▶ _What needs to be done_
Everything from the line containing "of the reflective" to the last line of the records must be returned verbatim; nothing else belongs in the output.

(Object position labeling entries)

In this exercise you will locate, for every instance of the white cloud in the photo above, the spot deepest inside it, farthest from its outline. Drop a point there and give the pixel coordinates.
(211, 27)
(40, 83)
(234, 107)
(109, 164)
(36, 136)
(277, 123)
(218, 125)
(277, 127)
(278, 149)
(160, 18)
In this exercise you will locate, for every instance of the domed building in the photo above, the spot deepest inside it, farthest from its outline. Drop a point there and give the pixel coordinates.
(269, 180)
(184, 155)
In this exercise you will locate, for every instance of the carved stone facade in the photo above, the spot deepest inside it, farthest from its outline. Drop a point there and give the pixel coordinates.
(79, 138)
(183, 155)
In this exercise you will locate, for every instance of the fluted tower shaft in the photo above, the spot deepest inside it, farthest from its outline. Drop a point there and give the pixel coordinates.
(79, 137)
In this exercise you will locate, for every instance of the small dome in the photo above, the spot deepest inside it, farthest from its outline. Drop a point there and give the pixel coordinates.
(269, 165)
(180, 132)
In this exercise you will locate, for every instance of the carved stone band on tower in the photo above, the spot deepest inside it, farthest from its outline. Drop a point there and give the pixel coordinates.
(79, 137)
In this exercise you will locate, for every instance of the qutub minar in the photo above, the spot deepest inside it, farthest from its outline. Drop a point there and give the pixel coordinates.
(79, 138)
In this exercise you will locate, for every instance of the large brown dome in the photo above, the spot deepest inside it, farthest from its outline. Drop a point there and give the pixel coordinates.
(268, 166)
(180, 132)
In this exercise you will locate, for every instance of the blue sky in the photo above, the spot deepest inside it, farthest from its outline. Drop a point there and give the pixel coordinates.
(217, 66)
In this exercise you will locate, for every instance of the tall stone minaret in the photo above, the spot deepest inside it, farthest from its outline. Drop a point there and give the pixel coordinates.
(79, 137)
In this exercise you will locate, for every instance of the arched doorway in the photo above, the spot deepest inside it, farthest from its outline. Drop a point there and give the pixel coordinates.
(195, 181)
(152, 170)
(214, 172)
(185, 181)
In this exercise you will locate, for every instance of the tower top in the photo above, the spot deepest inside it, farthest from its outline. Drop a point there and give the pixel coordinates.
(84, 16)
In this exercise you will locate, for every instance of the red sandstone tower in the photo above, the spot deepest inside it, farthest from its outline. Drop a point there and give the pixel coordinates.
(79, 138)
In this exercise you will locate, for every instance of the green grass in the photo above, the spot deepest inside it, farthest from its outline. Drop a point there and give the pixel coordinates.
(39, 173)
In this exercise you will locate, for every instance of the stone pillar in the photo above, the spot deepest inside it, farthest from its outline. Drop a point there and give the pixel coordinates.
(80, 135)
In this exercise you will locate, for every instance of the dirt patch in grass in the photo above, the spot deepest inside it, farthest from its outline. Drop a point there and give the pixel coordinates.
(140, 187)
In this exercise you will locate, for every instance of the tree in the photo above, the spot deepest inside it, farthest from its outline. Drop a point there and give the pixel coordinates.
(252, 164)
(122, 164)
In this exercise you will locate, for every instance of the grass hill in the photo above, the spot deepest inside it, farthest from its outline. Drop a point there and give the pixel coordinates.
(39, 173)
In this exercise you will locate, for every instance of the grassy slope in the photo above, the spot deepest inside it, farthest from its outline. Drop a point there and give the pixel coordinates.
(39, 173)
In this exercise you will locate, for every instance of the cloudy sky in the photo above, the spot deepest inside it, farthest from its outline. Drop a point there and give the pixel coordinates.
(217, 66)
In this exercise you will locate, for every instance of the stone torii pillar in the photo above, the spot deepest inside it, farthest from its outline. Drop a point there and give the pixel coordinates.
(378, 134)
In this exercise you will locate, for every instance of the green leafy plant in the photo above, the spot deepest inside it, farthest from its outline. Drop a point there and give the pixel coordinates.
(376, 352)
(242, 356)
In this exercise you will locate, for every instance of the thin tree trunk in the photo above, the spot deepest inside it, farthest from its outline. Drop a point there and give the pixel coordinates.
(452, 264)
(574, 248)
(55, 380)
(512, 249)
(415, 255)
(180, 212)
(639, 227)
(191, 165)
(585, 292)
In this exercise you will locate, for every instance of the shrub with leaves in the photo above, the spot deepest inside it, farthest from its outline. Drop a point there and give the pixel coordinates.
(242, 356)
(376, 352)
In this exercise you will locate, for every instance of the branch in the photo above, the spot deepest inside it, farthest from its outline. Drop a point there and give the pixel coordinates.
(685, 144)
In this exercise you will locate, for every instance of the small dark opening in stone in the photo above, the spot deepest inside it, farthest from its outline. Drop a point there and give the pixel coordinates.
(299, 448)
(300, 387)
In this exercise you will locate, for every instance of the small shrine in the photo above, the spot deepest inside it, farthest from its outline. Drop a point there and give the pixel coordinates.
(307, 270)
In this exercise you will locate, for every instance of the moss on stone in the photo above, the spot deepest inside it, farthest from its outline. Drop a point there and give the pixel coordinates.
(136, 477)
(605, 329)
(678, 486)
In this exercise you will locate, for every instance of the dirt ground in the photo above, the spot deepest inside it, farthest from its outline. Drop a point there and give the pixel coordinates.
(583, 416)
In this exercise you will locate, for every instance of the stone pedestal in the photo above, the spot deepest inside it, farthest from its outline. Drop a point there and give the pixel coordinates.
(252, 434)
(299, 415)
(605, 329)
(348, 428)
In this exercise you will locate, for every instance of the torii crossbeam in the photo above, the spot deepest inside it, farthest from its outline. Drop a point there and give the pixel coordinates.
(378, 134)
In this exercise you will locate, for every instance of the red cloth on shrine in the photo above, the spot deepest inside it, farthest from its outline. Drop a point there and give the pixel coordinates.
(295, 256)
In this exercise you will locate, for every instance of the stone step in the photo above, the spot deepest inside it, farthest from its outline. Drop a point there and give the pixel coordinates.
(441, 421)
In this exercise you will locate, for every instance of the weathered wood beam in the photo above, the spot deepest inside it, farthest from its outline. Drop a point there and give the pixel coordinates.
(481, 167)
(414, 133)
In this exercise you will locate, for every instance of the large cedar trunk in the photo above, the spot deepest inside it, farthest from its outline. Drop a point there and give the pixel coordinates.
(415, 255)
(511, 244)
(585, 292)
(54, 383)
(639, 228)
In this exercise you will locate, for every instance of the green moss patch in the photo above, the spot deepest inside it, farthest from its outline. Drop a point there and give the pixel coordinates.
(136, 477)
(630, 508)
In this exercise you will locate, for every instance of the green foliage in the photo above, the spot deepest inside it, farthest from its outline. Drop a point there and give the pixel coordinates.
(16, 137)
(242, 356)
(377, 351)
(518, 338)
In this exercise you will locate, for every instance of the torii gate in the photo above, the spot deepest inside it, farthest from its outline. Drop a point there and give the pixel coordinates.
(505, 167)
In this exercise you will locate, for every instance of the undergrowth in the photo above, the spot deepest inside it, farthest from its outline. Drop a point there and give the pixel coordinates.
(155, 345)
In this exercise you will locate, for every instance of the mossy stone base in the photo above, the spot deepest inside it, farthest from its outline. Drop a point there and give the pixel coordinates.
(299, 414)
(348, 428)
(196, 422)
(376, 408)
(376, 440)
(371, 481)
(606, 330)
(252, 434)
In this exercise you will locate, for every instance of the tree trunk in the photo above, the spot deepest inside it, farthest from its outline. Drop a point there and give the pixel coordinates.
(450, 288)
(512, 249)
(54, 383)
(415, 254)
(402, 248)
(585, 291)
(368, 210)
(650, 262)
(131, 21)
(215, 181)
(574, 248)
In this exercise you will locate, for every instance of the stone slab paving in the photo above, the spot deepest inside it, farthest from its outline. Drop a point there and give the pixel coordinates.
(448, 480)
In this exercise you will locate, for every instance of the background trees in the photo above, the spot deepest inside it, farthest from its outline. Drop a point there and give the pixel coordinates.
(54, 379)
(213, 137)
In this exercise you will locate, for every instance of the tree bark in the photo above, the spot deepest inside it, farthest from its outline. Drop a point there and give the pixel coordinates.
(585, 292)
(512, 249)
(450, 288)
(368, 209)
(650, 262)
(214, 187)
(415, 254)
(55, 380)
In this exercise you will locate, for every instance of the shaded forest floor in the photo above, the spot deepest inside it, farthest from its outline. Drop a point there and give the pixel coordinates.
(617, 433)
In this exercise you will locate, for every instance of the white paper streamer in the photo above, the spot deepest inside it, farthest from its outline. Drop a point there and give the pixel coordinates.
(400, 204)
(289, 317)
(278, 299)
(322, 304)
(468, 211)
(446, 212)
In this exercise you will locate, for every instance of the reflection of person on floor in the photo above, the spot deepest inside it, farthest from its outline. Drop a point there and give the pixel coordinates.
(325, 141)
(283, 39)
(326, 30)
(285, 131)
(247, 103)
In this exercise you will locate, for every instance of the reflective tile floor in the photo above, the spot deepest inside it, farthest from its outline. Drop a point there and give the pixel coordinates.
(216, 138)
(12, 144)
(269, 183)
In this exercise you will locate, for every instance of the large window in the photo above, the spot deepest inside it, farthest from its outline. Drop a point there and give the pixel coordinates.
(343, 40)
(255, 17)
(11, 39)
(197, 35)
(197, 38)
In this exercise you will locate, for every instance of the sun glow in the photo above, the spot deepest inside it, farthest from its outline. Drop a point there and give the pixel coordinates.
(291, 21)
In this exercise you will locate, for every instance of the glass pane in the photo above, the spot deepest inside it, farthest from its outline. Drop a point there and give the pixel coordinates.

▶ _Expected answer_
In this exercise you will locate, for every instance of the reflective tile floor in the photo above, the spot deepest inside it, farthest from its outline. Drop a point there and give the pixel coordinates.
(216, 138)
(12, 144)
(269, 183)
In this exercise you will locate, for every instance of the large window in the photo above, the spot deepest inside it, farthest from its outline. Drop a point there and give the pixel coordinates.
(343, 40)
(255, 17)
(11, 39)
(197, 35)
(197, 38)
In this exercise you will locate, for every instance of the sun glow in the photo above, the spot deepest inside it, farthest from its outline. Drop a point there and give the pixel coordinates.
(291, 21)
In this exercise you will locate, for every instance of the glass pane in the photo above, the spot deepest inside it, farthest from its outline. Drop a point there and give the pixel coordinates.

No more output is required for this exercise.